Information shown
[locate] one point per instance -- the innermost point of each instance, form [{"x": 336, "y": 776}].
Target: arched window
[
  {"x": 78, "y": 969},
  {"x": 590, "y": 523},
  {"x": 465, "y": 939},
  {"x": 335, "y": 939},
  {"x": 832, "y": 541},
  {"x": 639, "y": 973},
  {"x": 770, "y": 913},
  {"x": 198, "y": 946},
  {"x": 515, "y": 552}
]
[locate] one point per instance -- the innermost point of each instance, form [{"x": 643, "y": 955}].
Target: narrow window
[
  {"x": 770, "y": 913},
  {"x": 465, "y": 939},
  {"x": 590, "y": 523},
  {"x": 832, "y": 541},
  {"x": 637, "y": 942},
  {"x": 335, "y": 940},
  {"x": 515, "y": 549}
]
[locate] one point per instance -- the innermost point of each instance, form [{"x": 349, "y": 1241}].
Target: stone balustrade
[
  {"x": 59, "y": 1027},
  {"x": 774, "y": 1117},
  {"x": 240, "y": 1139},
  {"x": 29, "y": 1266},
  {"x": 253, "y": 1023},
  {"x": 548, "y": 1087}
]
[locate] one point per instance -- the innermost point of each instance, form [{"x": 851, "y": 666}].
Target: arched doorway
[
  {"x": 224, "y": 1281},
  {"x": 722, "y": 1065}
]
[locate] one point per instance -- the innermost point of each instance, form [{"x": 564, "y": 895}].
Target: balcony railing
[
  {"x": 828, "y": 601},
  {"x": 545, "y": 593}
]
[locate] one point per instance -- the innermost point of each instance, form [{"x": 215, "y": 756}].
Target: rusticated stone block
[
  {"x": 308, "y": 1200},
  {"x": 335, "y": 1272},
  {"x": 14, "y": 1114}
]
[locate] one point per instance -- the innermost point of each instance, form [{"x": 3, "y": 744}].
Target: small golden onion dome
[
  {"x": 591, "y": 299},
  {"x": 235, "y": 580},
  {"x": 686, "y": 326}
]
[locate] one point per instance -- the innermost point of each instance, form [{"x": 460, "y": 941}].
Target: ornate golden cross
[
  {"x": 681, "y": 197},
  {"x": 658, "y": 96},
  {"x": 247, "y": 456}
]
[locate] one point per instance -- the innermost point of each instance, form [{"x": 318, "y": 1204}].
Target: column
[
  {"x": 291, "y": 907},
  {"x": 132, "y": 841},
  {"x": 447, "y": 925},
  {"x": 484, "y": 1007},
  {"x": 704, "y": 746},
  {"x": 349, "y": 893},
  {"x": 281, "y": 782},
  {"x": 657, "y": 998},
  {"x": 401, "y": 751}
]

The problem
Count the lines in the entries above that contain the string "golden". Reply with the number only.

Solution
2